(Objective): Give back exactly the lines running from the line with "Target: dark ponytail" to the end of the entries, and only those lines.

* Start *

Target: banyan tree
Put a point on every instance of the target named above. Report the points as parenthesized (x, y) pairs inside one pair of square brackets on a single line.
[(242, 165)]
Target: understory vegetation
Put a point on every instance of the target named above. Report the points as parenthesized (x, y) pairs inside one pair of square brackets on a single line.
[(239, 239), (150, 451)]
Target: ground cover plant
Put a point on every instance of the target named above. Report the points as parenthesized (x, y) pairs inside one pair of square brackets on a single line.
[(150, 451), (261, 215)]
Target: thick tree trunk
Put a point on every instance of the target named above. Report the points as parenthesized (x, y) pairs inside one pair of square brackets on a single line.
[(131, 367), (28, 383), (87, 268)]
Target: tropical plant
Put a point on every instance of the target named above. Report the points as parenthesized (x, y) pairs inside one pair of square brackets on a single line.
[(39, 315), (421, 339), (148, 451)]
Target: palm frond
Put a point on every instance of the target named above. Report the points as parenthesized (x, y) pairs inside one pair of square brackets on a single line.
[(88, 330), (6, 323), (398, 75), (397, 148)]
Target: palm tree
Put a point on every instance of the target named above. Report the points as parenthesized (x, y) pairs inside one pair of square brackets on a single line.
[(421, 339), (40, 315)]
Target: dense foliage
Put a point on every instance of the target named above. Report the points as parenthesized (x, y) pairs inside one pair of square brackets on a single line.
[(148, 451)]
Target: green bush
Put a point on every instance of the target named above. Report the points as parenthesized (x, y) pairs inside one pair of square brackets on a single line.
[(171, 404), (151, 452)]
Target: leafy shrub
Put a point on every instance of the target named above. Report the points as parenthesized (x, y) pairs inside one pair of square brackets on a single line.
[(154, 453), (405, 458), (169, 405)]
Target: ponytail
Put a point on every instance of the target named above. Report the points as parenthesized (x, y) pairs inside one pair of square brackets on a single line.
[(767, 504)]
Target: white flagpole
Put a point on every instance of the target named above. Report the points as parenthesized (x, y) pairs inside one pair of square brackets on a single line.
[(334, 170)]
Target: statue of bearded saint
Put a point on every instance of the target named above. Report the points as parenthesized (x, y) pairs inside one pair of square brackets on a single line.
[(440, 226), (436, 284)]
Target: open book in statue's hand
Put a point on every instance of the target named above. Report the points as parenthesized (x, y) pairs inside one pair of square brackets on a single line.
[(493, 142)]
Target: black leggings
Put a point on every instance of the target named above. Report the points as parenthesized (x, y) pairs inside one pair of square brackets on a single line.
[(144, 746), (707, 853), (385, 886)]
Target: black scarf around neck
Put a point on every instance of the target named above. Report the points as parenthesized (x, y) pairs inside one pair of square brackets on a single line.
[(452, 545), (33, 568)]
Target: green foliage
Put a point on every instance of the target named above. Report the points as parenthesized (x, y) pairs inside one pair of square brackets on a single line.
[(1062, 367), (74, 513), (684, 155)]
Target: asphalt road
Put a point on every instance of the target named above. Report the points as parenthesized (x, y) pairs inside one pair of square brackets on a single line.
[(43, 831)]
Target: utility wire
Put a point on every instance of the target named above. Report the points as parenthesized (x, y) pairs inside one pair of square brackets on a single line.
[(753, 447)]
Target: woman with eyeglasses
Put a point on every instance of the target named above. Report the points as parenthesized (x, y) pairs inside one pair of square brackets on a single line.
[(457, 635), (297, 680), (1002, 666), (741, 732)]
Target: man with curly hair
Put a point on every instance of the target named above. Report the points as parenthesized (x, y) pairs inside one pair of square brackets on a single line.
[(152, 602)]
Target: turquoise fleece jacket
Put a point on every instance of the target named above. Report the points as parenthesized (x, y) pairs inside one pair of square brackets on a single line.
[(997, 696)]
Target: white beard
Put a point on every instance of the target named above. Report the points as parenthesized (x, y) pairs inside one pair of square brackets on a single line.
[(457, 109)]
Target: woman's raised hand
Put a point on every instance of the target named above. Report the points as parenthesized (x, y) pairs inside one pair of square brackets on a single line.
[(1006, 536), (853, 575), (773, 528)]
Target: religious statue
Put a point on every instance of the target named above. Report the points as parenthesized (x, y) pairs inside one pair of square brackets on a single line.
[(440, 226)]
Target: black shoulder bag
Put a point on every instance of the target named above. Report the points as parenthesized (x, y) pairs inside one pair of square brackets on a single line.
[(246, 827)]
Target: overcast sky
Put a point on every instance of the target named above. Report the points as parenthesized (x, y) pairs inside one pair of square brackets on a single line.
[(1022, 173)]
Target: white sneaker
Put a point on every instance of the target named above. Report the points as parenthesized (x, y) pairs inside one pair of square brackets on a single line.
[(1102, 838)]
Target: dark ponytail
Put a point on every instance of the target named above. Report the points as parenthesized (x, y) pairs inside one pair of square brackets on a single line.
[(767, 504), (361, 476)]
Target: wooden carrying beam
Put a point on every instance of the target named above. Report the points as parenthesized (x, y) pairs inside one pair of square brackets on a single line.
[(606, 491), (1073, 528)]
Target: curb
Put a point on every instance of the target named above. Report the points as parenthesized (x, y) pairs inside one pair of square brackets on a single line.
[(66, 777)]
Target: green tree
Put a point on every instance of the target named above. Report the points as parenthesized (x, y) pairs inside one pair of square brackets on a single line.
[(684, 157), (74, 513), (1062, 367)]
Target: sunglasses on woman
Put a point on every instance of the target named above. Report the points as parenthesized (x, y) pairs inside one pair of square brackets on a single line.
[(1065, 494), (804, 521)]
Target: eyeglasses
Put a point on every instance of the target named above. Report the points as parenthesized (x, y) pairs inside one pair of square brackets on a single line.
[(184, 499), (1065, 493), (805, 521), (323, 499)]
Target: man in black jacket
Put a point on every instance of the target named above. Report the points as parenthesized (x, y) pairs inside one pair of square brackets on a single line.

* End *

(Solution for this task):
Target: dark ponytail
Put a point on every instance of the target named above. Report the points as parenthesized (x, y) pairs inside one pair of square brackets on a single line.
[(767, 504), (361, 476)]
Target: wooden carrying beam
Put a point on every instance of the target named above. Report the points as parenthesized (x, y) pairs inside one pair of square brackets on a single line.
[(606, 491), (1073, 528)]
Target: curb
Put a point on every instance of the target named above. Report the points as parenthesized (x, y) pairs inside one pair of square brackets on a single line.
[(66, 777)]
Target: green tree
Put a point on every instance of the target named above. Report the points as parenthesized (x, y) pairs inside one pair of square brackets on a single line.
[(684, 157), (74, 513), (1062, 367)]
Target: sunglasses on woman
Put a point on every instance of the target named above. Report the points as parenthesized (x, y) pairs inside one pair of square brackets on a single line.
[(1065, 494), (804, 521)]
Target: eyeglasses
Put a point on every instance of the target named above. Report the points as parenthesized (x, y) pairs inside one pair of square brackets on a single line.
[(184, 499), (1065, 493), (805, 521), (323, 499)]
Target: man in black jacket
Put a point on every instance of the target named above. Report the points as parenthesized (x, y) pairs inside one pair of square brackets on a single line.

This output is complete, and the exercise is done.